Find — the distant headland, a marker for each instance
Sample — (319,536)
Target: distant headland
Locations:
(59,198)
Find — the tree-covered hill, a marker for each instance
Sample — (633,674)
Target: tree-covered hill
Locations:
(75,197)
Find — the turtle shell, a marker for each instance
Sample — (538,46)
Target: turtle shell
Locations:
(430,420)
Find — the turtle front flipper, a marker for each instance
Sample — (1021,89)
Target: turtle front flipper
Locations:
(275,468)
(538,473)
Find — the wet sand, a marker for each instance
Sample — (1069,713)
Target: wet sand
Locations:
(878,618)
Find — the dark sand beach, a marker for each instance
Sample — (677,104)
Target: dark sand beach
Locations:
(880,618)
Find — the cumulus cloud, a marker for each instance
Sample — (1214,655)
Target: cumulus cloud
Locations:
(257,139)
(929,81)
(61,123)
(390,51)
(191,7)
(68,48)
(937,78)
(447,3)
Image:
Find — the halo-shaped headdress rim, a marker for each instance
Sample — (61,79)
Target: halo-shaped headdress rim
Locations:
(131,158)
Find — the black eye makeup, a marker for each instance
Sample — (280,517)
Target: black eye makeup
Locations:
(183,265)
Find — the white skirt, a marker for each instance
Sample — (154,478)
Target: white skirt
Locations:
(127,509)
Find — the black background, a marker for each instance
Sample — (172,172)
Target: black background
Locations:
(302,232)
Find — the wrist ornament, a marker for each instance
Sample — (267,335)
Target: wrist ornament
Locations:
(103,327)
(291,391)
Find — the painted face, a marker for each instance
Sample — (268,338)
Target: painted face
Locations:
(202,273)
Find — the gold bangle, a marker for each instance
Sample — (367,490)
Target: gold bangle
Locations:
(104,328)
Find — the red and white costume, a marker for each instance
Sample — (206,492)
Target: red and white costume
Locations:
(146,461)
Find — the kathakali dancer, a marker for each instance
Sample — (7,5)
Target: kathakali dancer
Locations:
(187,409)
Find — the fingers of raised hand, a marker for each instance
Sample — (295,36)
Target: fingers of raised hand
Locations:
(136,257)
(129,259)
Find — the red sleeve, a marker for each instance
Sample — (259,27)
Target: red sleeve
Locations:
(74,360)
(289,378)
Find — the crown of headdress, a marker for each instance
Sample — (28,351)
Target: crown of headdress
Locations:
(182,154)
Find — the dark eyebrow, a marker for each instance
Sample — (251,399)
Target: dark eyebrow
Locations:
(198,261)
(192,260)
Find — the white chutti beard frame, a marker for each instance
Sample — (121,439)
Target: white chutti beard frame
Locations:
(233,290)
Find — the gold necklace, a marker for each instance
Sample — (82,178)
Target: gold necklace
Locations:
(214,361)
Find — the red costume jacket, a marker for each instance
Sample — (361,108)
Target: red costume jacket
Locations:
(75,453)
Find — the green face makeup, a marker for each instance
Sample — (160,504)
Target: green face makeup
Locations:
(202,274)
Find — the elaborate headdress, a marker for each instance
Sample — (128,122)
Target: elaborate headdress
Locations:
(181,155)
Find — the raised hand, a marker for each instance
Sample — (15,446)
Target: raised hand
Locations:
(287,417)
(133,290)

^^^^^^^^

§ Task:
Look for the word "tree" throughout the material above and copy every line that has it.

§ Problem solution:
Find — the tree-covered hill, a marker for each instance
Target: tree-covered hill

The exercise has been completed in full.